• [What is needed]:
Look for "tree" in the records and copy every line that has it.

(Stored data entries)
********

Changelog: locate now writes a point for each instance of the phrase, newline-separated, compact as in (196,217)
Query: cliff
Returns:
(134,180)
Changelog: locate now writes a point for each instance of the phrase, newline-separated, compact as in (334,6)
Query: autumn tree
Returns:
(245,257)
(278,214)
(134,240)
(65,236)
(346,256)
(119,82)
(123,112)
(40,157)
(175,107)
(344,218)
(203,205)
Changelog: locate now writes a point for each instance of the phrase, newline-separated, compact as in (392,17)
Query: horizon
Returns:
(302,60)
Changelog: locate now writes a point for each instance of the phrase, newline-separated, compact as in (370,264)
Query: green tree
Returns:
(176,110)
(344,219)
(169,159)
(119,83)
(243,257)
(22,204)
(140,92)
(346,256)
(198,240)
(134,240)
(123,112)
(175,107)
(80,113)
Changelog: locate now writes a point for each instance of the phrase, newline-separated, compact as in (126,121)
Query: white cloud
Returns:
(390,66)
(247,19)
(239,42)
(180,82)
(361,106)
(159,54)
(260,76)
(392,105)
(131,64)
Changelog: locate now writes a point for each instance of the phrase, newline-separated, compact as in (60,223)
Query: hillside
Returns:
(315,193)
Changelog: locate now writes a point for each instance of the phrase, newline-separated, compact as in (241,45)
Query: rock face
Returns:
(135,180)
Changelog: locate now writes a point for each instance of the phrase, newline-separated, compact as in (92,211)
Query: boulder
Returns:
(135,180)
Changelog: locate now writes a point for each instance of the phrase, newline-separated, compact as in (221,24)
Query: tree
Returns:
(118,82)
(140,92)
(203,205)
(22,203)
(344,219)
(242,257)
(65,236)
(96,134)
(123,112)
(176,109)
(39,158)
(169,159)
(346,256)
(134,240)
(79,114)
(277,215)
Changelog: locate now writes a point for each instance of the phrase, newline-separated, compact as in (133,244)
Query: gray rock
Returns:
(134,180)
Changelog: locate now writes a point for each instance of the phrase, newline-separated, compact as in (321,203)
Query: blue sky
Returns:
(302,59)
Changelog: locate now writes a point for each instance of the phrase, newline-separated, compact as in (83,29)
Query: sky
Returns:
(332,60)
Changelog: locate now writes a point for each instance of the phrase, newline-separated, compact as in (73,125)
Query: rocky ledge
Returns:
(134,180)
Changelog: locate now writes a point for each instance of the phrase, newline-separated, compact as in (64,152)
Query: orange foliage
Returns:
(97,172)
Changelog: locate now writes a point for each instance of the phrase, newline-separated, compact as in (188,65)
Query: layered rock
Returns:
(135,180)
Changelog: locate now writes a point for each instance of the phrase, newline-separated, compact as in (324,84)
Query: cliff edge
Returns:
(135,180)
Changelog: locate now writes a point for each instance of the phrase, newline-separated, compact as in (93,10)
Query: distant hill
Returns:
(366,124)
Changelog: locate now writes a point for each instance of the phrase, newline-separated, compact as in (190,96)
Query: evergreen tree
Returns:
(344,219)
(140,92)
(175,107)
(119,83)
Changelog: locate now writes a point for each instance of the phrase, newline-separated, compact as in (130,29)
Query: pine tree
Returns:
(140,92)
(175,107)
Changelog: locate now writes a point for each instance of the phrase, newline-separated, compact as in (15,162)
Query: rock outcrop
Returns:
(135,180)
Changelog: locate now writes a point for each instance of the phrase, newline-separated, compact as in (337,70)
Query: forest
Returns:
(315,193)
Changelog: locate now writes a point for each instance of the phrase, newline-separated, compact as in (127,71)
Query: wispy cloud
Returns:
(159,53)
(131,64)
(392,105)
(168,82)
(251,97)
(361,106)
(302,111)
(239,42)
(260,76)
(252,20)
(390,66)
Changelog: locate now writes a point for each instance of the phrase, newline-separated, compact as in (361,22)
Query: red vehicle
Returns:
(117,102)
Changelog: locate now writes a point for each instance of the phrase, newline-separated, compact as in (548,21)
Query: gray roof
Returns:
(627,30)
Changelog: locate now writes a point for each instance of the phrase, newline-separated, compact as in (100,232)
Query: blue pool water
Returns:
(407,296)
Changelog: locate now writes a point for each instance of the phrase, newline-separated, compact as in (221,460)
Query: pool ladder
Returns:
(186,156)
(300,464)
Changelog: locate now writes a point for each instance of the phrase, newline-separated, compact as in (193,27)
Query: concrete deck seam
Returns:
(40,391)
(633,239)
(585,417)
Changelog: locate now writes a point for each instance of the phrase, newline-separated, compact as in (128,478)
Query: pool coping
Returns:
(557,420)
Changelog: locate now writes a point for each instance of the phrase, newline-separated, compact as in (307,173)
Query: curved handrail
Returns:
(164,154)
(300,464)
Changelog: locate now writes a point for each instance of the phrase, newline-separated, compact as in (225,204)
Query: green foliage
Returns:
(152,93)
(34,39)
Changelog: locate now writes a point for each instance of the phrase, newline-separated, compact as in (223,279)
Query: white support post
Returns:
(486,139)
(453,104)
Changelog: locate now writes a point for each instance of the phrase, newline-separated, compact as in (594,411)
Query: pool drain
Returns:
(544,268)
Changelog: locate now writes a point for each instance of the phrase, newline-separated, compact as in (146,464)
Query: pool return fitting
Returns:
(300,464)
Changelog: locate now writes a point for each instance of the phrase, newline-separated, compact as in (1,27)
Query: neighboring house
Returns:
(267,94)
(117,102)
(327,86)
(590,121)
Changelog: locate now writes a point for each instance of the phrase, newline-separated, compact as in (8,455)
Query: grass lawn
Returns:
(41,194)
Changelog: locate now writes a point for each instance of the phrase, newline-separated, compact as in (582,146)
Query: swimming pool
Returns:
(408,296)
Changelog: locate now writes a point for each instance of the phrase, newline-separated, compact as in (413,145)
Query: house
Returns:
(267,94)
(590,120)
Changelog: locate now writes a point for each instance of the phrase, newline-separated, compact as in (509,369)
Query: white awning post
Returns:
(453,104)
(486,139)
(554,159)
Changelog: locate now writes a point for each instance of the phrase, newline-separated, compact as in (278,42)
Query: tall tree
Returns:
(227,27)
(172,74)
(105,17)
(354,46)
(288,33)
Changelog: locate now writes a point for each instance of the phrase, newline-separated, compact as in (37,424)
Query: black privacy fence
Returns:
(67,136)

********

• [Response to this exercise]:
Query: autumn tree
Query: green tree
Query: tree
Query: evergreen tree
Query: pine tree
Query: tall tree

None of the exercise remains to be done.